> **Input records**:

(begin)

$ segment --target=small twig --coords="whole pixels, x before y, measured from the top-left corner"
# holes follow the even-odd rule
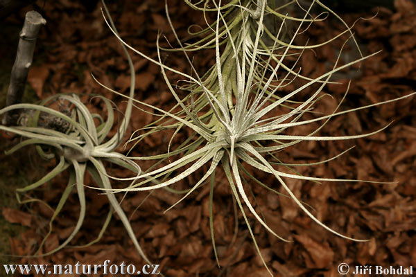
[[[46,21],[37,12],[31,10],[26,15],[20,32],[16,60],[12,69],[10,83],[7,91],[6,106],[21,102],[28,73],[32,65],[37,34],[41,25],[46,23]],[[18,116],[16,113],[8,113],[2,123],[6,125],[12,125],[16,123]]]

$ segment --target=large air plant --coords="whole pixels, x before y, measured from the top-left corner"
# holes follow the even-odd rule
[[[114,28],[112,30],[116,33],[112,21],[111,24]],[[42,249],[48,235],[51,233],[53,221],[60,214],[68,197],[74,189],[76,190],[79,199],[79,217],[70,235],[53,251],[42,255],[39,254],[38,251],[35,253],[35,256],[50,255],[61,249],[71,242],[80,229],[87,208],[84,183],[86,172],[91,175],[101,188],[106,189],[112,188],[110,180],[107,176],[105,169],[108,163],[112,163],[125,168],[134,175],[139,175],[141,173],[140,167],[136,163],[130,160],[125,155],[116,152],[116,148],[122,143],[122,139],[128,127],[132,106],[132,99],[134,97],[135,91],[135,75],[132,62],[125,47],[123,46],[123,48],[127,56],[130,70],[130,100],[128,102],[124,118],[118,123],[117,130],[112,137],[107,138],[114,123],[112,103],[103,97],[101,98],[104,102],[107,109],[107,115],[105,118],[97,114],[92,114],[76,94],[58,94],[44,100],[39,105],[17,104],[0,110],[0,116],[5,115],[9,111],[22,111],[21,118],[19,120],[20,124],[18,126],[0,125],[0,130],[15,134],[26,138],[8,151],[6,154],[13,154],[21,148],[35,145],[37,152],[44,159],[56,159],[57,161],[55,168],[39,181],[17,190],[19,199],[21,198],[20,194],[33,190],[51,181],[64,170],[69,170],[67,188],[55,208],[51,208],[53,211],[53,215],[49,223],[49,233],[40,244],[39,250]],[[54,103],[58,104],[60,107],[60,111],[49,107]],[[94,120],[98,120],[99,122],[98,125],[96,125]],[[150,263],[143,253],[118,200],[114,195],[108,194],[107,197],[111,208],[108,211],[108,215],[97,240],[89,244],[97,241],[103,235],[115,211],[123,222],[135,247],[144,259]],[[33,201],[42,200],[30,199],[23,202]]]
[[[280,44],[281,40],[275,39],[272,48],[279,49],[280,51],[278,53],[275,52],[272,53],[270,51],[270,55],[266,55],[264,58],[264,53],[259,53],[259,49],[262,48],[259,45],[259,42],[263,34],[262,24],[257,24],[257,28],[252,39],[252,44],[251,44],[251,49],[247,51],[249,44],[245,44],[243,40],[236,39],[236,36],[240,38],[244,37],[241,34],[248,33],[245,29],[247,26],[242,24],[239,26],[239,28],[234,28],[234,30],[239,30],[238,32],[233,32],[227,25],[221,8],[218,8],[221,6],[220,1],[218,4],[216,4],[215,1],[211,3],[216,5],[216,10],[217,11],[216,24],[211,26],[214,37],[216,64],[215,69],[211,71],[209,74],[209,82],[207,82],[208,76],[206,75],[204,75],[205,78],[199,77],[191,62],[191,59],[188,57],[185,50],[186,47],[184,47],[180,40],[177,39],[173,26],[172,29],[177,39],[178,44],[180,45],[180,48],[184,50],[185,57],[189,62],[193,71],[192,75],[180,72],[164,64],[162,62],[159,45],[159,59],[155,60],[128,46],[114,32],[114,35],[128,47],[141,56],[160,66],[162,73],[166,81],[166,84],[177,101],[175,108],[180,107],[180,111],[174,112],[173,109],[170,111],[164,111],[157,107],[135,100],[134,101],[141,105],[154,109],[159,113],[159,116],[164,120],[157,120],[146,126],[146,128],[141,130],[141,134],[137,135],[132,140],[140,141],[146,136],[166,129],[174,129],[175,136],[181,129],[189,128],[192,130],[193,134],[189,136],[185,141],[183,141],[177,148],[173,149],[172,151],[169,150],[168,153],[152,157],[135,158],[137,160],[156,160],[158,161],[157,164],[160,164],[161,161],[166,161],[168,158],[173,161],[159,167],[159,168],[148,169],[144,174],[137,177],[131,178],[112,177],[119,180],[133,181],[135,184],[123,189],[105,188],[104,190],[107,190],[107,193],[112,194],[117,192],[148,191],[167,188],[200,170],[205,165],[209,164],[209,169],[205,172],[202,177],[196,184],[193,184],[184,193],[184,195],[172,207],[185,199],[211,177],[210,225],[214,249],[216,251],[212,220],[213,193],[215,188],[214,178],[213,177],[215,175],[216,170],[222,168],[228,180],[234,197],[245,219],[255,247],[261,257],[243,205],[245,205],[248,208],[250,213],[268,231],[282,240],[288,240],[279,236],[277,232],[268,226],[249,201],[246,190],[250,188],[248,188],[248,186],[245,186],[244,175],[249,175],[251,178],[252,185],[259,184],[265,188],[278,193],[275,190],[275,188],[271,188],[256,179],[251,175],[248,174],[248,170],[245,167],[251,166],[256,170],[263,171],[271,175],[286,190],[287,194],[285,196],[291,198],[308,216],[324,229],[346,239],[357,242],[363,241],[362,240],[344,235],[319,221],[310,211],[309,208],[292,193],[286,184],[284,178],[318,182],[323,181],[346,181],[358,180],[306,177],[297,174],[295,170],[293,170],[294,172],[293,174],[284,172],[276,169],[276,166],[285,166],[293,169],[295,166],[307,166],[307,164],[293,165],[286,163],[278,159],[277,152],[305,141],[339,141],[362,138],[376,134],[388,126],[371,133],[356,136],[318,136],[315,135],[333,116],[388,103],[409,97],[414,93],[399,98],[343,111],[338,111],[338,105],[336,110],[333,111],[329,115],[320,116],[311,120],[304,120],[302,119],[303,116],[305,113],[312,111],[314,105],[322,95],[322,89],[330,82],[330,78],[334,73],[358,63],[368,57],[376,55],[376,53],[342,66],[338,65],[340,59],[338,56],[333,68],[328,72],[318,78],[307,80],[306,84],[289,93],[283,94],[280,93],[279,89],[287,84],[288,82],[292,82],[293,79],[299,76],[299,71],[295,71],[294,69],[296,68],[295,66],[302,53],[300,53],[297,59],[289,68],[289,70],[288,70],[288,68],[284,69],[282,64],[289,55],[289,51],[295,38],[300,33],[302,24],[306,22],[306,19],[309,14],[311,7],[309,10],[305,10],[304,19],[300,21],[299,26],[294,32],[294,35],[290,42],[282,46]],[[245,12],[247,8],[239,3],[239,1],[233,1],[233,5],[239,8],[241,12]],[[261,5],[258,20],[261,21],[265,11],[268,10],[268,7],[265,1],[260,1],[257,3]],[[166,8],[166,13],[168,13],[167,4]],[[239,11],[237,10],[236,12],[238,13]],[[250,13],[248,13],[248,15],[250,16]],[[168,14],[168,19],[171,22]],[[220,31],[220,22],[222,22],[223,26],[223,31]],[[276,35],[277,38],[280,37],[283,26],[283,24],[280,26],[280,29]],[[224,33],[228,39],[224,42],[225,45],[223,49],[225,50],[223,50],[223,51],[230,51],[226,53],[226,58],[223,58],[224,52],[220,50],[220,35]],[[277,47],[277,45],[279,47]],[[342,50],[340,49],[340,52],[342,52]],[[259,57],[262,55],[263,58],[260,58]],[[277,59],[276,57],[279,57],[279,58]],[[277,62],[273,63],[272,61],[277,61]],[[286,73],[283,78],[279,78],[277,73],[282,69]],[[183,99],[179,97],[175,89],[168,80],[166,71],[171,71],[180,74],[184,78],[187,79],[187,82],[191,83],[188,87],[191,89],[189,96]],[[225,76],[225,72],[227,72],[227,76]],[[261,78],[261,80],[259,80],[259,78]],[[316,86],[318,88],[304,101],[302,102],[291,101],[295,96],[300,94],[305,89],[310,88],[311,86]],[[114,93],[117,92],[114,91]],[[129,100],[131,100],[131,98],[129,98]],[[273,114],[275,114],[273,113],[273,111],[279,109],[282,106],[289,107],[289,111],[279,116],[274,116]],[[207,107],[209,107],[209,109],[205,109]],[[304,136],[284,134],[288,129],[315,122],[322,122],[322,124],[311,134]],[[173,157],[177,157],[177,155],[182,155],[182,157],[173,160]],[[336,157],[314,164],[324,163],[335,158]],[[183,168],[183,171],[175,175],[175,172],[182,168]],[[156,179],[159,180],[159,184],[149,184],[149,182]],[[263,258],[261,258],[261,260],[267,268]],[[268,270],[271,274],[268,268]]]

(end)

State how many lines of the items contain the word "corner". Reply with the number alone.

2